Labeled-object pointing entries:
···
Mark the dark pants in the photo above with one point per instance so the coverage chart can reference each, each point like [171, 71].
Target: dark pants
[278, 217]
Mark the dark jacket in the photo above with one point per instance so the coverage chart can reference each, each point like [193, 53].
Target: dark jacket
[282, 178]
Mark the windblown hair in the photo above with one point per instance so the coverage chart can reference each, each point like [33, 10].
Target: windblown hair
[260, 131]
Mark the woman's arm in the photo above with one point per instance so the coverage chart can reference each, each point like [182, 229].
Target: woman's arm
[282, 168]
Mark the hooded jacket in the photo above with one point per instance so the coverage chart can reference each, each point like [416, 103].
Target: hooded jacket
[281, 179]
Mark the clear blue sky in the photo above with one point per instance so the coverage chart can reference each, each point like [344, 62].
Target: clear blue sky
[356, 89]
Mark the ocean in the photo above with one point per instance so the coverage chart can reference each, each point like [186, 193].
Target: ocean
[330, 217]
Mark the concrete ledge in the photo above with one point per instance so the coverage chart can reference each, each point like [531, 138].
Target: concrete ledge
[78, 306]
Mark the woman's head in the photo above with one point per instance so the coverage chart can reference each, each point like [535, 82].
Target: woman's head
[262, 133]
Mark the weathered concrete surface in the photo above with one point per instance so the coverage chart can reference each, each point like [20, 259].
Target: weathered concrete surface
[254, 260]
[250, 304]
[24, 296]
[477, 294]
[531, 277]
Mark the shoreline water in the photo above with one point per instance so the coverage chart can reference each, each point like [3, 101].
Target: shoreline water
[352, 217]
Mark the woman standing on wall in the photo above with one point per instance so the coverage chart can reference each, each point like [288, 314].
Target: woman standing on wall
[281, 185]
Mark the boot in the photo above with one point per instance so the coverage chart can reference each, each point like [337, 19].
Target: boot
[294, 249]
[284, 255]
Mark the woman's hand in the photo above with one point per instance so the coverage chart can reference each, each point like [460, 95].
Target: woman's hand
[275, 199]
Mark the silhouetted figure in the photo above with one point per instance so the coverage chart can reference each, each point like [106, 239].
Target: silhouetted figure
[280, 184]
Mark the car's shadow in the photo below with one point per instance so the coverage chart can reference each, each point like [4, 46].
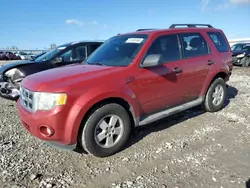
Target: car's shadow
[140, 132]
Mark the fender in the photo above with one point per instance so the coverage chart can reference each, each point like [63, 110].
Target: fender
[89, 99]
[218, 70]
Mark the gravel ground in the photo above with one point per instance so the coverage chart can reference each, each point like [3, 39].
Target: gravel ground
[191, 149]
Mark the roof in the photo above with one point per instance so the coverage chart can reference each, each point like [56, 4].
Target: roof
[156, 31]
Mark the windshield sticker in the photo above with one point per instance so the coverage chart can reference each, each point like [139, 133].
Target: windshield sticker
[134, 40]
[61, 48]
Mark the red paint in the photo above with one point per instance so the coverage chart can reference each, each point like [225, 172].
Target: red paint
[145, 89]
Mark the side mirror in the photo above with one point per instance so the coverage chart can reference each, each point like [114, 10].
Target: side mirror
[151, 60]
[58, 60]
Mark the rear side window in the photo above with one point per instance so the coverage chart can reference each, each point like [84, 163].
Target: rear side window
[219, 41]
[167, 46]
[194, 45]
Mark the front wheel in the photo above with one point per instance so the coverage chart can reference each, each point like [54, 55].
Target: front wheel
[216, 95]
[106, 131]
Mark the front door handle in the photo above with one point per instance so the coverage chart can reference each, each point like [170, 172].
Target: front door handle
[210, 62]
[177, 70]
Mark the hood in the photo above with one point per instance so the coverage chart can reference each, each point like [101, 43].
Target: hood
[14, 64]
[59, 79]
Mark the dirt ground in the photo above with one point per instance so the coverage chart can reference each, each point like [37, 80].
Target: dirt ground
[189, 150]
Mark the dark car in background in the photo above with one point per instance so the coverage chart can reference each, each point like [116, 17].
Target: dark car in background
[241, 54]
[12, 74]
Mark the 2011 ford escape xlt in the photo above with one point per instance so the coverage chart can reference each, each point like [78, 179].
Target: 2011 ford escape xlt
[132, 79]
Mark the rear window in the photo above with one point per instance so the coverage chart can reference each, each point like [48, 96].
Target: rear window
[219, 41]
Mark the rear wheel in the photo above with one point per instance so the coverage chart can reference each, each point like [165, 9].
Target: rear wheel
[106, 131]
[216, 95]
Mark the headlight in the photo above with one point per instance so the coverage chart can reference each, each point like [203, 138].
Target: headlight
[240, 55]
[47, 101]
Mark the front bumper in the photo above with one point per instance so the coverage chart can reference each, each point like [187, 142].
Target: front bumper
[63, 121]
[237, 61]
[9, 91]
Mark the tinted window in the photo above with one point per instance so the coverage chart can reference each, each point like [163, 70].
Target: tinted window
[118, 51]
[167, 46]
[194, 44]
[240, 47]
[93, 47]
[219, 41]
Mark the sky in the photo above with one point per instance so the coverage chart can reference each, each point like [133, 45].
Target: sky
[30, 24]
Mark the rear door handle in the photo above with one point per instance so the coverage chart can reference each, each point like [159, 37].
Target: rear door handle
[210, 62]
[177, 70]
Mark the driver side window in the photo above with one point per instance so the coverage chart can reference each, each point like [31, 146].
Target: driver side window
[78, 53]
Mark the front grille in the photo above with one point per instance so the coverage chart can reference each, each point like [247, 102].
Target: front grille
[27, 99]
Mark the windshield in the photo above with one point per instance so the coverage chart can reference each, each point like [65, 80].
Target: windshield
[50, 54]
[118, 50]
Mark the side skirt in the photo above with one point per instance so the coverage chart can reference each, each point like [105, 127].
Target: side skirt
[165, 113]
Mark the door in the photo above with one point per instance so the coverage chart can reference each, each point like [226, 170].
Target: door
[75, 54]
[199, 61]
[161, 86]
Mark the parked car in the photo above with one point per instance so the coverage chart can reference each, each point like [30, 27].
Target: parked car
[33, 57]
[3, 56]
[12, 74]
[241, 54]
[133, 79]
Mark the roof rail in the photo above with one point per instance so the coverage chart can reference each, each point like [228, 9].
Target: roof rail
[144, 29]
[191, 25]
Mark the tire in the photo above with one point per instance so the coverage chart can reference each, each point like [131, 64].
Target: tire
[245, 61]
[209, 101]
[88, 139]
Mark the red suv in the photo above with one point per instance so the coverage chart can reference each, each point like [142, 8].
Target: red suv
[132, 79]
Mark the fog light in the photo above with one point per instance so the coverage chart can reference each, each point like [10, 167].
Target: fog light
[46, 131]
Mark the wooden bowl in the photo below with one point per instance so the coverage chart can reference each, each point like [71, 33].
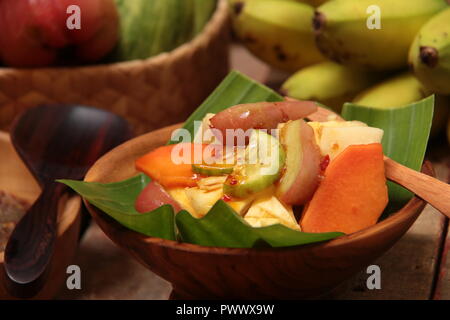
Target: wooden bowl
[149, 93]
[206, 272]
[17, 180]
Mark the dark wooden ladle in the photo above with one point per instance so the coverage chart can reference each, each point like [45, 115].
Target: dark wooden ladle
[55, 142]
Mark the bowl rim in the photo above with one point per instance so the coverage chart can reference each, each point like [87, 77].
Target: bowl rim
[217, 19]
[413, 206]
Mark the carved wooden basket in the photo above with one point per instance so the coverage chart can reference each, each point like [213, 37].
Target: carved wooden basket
···
EXERCISE
Beginning at the line that contains "Mark the parked", retype each line of the data above through the very last one. Do not retype the pictures.

RESULT
Mark the parked car in the photo above with one point per instance so the coverage chart can reference each, each point like [30, 27].
Target: parked car
[33, 57]
[3, 56]
[12, 74]
[241, 54]
[133, 79]
Mark the roof rail in the photo above with one point per instance so the coverage chart can reference each, each point like [228, 9].
Target: roof rail
[144, 29]
[191, 25]
Mark the tire in the photo above with one point per instance so the coverage chart can reference each, each point like [131, 64].
Target: tire
[245, 61]
[209, 101]
[88, 139]
Mark the red suv in the photo above with one point per instance so the coverage chart can reference each, each point like [142, 8].
Target: red suv
[132, 79]
Mark the fog light in the photo above with one point per instance so the coverage chart can reference each, each point like [10, 167].
Target: fog light
[46, 131]
Mark the wooden bowl in the photo below with one point per instance so the coverage chart can reference each, each point like [71, 33].
Target: wooden bowl
[149, 93]
[206, 272]
[17, 180]
Mark the dark wooden ladle in the photo above with one point per instance so the coverage chart can reference each, each point like [45, 115].
Target: dark wooden ladle
[55, 142]
Mark the bowl rim in the photo above with one point per instance so the coverage chart can reference each, each point like [87, 77].
Target: bowl rim
[217, 19]
[413, 206]
Mark the carved wooden basket in the photo above with one point per instance so the coverage chart can reference each, each point like [213, 37].
Target: carved wooden basket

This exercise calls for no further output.